- **Text provided**:
In the end, the court finds that statements made or not made by the town during the litigation, as opposed to the sworn testimony of witnesses, have no probative value. While the court does not condone the manner in which the town handled properly served requests for admission, it is clear to the court that responsibility for the confusion and uncertainty created rests almost entirely with counsel. For this reason, the court ascribes no weight to the town's responses or non-responses, preferring instead to focus on the testimony of the witnesses and the historical documentary record which establish a much more accurate picture of how the town treated the Avenue. Based on that evidence, the court finds that the town treated the paved portion of the Avenue as a public road since at least the mid–1980s. At the same time, the evidence established that the Town never treated the grassy portions adjacent to the Avenue as part of the public road.

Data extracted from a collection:
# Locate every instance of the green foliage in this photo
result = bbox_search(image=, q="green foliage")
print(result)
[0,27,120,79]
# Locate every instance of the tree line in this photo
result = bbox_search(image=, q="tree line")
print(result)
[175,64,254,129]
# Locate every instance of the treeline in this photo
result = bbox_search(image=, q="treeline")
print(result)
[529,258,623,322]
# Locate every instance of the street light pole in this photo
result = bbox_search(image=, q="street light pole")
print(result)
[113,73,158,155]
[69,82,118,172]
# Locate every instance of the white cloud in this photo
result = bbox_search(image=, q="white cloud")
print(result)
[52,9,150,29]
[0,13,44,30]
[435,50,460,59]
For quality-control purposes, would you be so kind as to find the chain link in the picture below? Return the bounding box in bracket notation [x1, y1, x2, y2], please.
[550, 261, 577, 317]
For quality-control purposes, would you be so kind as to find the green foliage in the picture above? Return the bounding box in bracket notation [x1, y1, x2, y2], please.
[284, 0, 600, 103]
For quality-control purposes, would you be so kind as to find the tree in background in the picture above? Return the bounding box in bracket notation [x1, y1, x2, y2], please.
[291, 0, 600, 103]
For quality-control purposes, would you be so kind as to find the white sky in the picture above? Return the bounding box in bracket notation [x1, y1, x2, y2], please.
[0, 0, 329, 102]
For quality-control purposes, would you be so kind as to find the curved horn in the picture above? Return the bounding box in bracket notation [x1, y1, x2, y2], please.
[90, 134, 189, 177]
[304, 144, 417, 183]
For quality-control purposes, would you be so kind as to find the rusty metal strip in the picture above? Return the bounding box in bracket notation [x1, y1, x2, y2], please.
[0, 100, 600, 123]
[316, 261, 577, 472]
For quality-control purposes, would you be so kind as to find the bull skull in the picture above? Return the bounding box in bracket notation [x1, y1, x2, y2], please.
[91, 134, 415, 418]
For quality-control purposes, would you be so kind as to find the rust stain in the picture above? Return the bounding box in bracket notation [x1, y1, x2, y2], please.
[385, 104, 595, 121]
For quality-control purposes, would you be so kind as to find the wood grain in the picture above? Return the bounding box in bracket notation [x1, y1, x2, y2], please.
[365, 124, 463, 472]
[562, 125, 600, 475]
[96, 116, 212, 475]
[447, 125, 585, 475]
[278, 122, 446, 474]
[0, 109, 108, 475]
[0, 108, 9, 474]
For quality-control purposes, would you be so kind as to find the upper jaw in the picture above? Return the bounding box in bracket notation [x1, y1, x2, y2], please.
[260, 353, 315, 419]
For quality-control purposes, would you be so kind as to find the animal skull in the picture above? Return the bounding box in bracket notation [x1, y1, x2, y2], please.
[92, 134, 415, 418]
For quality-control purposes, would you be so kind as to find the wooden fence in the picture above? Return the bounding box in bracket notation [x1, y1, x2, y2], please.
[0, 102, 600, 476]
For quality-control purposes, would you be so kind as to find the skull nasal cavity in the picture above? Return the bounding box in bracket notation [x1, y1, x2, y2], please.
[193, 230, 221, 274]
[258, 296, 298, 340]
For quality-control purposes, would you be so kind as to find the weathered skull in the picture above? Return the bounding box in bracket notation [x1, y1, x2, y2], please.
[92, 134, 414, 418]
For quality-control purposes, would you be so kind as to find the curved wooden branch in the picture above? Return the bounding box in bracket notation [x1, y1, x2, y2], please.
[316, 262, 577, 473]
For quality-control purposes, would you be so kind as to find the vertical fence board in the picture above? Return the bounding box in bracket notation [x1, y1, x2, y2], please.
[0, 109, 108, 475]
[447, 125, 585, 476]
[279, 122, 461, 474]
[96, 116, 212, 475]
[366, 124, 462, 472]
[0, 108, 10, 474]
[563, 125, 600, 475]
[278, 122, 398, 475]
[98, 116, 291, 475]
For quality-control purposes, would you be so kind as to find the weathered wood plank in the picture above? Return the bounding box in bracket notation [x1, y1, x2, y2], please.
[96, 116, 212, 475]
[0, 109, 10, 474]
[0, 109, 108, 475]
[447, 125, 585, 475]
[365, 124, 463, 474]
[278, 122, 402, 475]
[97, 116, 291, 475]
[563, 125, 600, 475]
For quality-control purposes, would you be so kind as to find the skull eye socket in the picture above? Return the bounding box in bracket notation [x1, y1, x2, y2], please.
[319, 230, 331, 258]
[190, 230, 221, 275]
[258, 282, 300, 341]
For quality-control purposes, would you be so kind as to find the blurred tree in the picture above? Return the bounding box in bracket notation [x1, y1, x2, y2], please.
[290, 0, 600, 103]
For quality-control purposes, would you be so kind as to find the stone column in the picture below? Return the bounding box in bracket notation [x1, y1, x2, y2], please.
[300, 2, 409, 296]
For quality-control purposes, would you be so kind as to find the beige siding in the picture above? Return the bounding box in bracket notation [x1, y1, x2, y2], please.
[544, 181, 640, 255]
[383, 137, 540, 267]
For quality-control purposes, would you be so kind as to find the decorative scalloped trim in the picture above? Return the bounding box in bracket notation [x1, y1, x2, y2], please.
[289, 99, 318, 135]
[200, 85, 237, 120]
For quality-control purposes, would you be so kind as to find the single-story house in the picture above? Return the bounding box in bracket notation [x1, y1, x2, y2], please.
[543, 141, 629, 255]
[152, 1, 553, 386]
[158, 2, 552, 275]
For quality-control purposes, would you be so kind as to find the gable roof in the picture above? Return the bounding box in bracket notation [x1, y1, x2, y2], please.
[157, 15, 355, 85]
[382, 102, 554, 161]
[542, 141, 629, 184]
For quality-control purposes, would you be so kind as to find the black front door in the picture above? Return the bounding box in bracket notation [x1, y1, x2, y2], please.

- **Tasks to perform**:
1. According to the court excerpt, since when has the town treated the paved portion of the Avenue as a public road?
2. Render the part of the records that opens with the line containing "find the decorative" and closes with the line containing "[158, 2, 552, 275]" as a Markdown table with the columns Row and Line, one row per line, leaving out any blank lines.

- **Final answers**:
1. Since at least the mid-1980s.

2.
| Row | Line |
|---|---|
| 1 | For quality-control purposes, would you be so kind as to find the decorative scalloped trim in the picture above? Return the bounding box in bracket notation [x1, y1, x2, y2], please. |
| 2 | [289, 99, 318, 135] |
| 3 | [200, 85, 237, 120] |
| 4 | For quality-control purposes, would you be so kind as to find the single-story house in the picture above? Return the bounding box in bracket notation [x1, y1, x2, y2], please. |
| 5 | [543, 141, 629, 255] |
| 6 | [152, 1, 553, 386] |
| 7 | [158, 2, 552, 275] |